**WHAT TO WORK ON**
Count the lines below that contain the string "fingernail", and reply with that number only.

**DATA LINES**
-- Begin --

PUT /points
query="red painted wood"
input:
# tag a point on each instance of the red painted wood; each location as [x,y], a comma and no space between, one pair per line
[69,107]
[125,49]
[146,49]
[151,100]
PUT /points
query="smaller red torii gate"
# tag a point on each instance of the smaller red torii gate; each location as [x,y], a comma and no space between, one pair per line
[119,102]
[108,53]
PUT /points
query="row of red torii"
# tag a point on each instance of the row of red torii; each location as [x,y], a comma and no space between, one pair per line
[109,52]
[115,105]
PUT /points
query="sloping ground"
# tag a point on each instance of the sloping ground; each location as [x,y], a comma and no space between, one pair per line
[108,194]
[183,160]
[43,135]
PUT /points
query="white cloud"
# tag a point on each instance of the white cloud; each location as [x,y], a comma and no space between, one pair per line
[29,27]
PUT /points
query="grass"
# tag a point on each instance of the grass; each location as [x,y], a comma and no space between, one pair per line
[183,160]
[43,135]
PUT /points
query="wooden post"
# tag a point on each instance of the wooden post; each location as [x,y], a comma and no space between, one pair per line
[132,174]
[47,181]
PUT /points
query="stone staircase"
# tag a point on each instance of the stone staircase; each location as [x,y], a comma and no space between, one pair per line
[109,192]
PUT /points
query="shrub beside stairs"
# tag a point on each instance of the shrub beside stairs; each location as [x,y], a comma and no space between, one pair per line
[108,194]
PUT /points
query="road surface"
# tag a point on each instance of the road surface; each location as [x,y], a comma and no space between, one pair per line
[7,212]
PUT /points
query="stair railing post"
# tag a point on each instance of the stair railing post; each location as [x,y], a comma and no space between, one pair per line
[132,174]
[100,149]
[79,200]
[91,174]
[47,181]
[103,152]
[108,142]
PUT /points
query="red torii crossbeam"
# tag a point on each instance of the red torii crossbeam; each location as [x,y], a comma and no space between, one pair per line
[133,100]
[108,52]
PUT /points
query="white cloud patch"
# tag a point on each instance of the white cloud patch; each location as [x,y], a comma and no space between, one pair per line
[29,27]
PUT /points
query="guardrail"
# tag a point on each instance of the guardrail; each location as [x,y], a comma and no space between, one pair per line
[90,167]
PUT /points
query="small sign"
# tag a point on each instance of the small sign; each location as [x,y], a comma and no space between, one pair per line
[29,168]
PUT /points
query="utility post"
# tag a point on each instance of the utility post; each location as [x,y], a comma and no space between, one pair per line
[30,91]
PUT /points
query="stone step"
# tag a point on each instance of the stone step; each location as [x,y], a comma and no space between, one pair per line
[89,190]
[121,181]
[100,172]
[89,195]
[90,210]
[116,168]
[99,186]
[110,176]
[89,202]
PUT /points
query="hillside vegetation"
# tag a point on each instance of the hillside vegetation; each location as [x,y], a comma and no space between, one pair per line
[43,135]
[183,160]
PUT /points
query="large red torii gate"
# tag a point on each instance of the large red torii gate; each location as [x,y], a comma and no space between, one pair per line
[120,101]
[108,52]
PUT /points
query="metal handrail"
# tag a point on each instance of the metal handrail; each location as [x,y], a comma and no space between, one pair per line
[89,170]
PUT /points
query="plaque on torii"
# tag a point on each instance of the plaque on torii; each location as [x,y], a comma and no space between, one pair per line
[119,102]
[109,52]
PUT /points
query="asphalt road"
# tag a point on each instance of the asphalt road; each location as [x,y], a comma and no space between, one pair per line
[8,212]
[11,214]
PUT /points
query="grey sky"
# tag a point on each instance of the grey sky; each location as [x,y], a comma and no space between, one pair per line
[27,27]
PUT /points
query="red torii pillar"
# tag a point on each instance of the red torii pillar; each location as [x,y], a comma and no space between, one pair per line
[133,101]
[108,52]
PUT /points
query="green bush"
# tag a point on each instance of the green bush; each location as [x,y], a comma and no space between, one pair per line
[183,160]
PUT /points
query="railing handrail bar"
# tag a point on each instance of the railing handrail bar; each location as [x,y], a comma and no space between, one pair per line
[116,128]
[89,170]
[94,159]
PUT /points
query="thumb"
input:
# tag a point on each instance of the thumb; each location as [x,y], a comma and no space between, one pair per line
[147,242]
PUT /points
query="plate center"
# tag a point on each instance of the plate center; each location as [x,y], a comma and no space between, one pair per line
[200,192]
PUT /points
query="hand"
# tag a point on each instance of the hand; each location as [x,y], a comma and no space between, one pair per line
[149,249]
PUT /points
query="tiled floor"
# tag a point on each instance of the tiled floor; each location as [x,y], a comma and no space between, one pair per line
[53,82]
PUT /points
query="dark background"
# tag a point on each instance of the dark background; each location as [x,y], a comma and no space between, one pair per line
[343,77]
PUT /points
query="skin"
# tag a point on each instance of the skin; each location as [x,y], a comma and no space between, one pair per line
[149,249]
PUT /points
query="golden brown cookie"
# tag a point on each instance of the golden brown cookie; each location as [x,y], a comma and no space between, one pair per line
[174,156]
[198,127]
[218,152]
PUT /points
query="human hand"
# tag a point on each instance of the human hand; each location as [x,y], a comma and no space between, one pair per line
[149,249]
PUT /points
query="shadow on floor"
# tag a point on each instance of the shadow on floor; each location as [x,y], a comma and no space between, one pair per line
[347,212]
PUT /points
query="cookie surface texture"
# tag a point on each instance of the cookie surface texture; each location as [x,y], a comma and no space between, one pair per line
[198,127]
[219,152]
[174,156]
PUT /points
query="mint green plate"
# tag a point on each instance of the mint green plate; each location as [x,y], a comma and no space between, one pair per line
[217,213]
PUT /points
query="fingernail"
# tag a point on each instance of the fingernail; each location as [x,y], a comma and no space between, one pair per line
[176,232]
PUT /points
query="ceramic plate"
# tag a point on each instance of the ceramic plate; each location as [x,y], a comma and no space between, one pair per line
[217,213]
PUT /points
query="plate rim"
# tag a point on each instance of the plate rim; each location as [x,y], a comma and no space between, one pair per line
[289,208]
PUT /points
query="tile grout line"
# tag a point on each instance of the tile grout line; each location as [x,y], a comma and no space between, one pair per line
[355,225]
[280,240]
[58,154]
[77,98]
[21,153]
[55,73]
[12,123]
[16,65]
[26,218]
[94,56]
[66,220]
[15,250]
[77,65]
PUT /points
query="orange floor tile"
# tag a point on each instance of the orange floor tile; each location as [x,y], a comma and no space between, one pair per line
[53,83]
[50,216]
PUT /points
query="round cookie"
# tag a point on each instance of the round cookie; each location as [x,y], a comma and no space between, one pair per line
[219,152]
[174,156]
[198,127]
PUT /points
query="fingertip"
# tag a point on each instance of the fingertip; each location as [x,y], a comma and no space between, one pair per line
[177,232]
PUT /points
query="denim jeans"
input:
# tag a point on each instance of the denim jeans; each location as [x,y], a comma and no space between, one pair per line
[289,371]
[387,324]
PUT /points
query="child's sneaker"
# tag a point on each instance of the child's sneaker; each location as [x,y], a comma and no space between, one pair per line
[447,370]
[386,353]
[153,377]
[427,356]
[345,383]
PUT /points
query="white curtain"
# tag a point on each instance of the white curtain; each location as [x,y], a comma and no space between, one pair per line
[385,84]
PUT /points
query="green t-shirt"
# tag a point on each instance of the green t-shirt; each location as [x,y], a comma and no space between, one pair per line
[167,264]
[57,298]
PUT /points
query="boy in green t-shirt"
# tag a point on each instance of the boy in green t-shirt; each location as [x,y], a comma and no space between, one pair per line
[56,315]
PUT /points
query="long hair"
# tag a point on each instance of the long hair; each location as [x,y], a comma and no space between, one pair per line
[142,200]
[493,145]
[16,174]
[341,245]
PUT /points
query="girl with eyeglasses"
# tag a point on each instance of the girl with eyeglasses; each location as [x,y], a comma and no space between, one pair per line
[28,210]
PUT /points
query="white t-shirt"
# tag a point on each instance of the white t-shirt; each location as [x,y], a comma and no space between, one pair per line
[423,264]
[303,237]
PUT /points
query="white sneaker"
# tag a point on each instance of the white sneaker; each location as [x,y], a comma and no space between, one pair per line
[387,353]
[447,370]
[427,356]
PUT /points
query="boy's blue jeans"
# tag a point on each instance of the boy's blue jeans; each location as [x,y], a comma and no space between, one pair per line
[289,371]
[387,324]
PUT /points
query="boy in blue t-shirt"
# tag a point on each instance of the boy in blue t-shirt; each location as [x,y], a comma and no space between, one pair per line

-- End --

**RESPONSE TO THE EXERCISE**
2